[Items from a data source]

____

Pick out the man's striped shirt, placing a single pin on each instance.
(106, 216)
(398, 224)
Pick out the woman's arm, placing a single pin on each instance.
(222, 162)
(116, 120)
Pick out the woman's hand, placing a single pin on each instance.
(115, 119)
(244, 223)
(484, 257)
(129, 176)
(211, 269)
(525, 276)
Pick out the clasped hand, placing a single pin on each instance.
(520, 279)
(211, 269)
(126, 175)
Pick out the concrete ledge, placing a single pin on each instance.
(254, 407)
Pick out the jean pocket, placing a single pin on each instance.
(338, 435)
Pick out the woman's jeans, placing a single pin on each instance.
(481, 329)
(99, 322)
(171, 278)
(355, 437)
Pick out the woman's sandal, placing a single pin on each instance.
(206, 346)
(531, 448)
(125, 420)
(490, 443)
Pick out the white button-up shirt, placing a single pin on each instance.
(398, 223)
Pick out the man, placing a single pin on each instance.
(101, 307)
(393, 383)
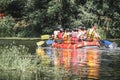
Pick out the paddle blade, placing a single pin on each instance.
(48, 42)
(40, 43)
(45, 36)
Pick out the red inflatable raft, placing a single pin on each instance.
(75, 46)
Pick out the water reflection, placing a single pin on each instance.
(81, 63)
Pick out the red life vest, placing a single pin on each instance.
(60, 35)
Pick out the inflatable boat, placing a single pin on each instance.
(76, 45)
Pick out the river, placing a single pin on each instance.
(69, 64)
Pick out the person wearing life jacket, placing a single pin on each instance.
(74, 36)
(55, 33)
(92, 34)
(82, 33)
(66, 36)
(60, 36)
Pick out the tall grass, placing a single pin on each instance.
(17, 64)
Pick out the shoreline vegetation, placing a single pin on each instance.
(36, 38)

____

• **EXERCISE AIM**
Output each record above word for word, leaving out images.

• **WRITTEN RESPONSE**
Pick out the man's striped shirt, placing a single pin on each instance.
(106, 216)
(398, 224)
Pick out the woman's arm, placing a single pin on each instance.
(222, 162)
(116, 120)
Pick out the woman's hand, placing a single pin on each instance.
(115, 119)
(244, 223)
(484, 257)
(129, 176)
(211, 269)
(525, 276)
Pick out the clasped hand, placing a single pin on each instance.
(520, 279)
(211, 269)
(126, 175)
Pick out the concrete ledge, placing a single pin on each instance.
(254, 407)
Pick out the jean pocket, placing a single pin on each instance.
(338, 435)
Pick out the woman's jeans, placing a single pin on each instance.
(481, 329)
(99, 322)
(171, 278)
(355, 437)
Pick out the woman's sandal, placing a single pin on each instance.
(206, 346)
(531, 448)
(125, 420)
(490, 443)
Pick out the white button-up shirt, placing a single pin on each instance.
(398, 223)
Pick out the man, placing a single pin on each instance.
(101, 307)
(393, 383)
Pick out the paddle blade, placing a single pin on each instance.
(48, 42)
(40, 43)
(45, 36)
Pick out the red inflatable raft, placing a single pin on each instance.
(75, 46)
Pick out the water reflection, placing a single pin on each instance.
(81, 63)
Pick out the red life vest, placing a single pin on each instance.
(60, 35)
Pick out the inflatable boat, placing a single pin on each instance.
(76, 45)
Pick out the river, placing a single pin on each instance.
(69, 64)
Pick out the person wearing life jacket, placing a single pin on each instance.
(74, 36)
(55, 33)
(92, 34)
(82, 33)
(66, 36)
(60, 36)
Pick out the tall grass, placing a single pin on each instance.
(17, 64)
Pick out the shoreline vegetation, placing a single pin on each instance.
(36, 38)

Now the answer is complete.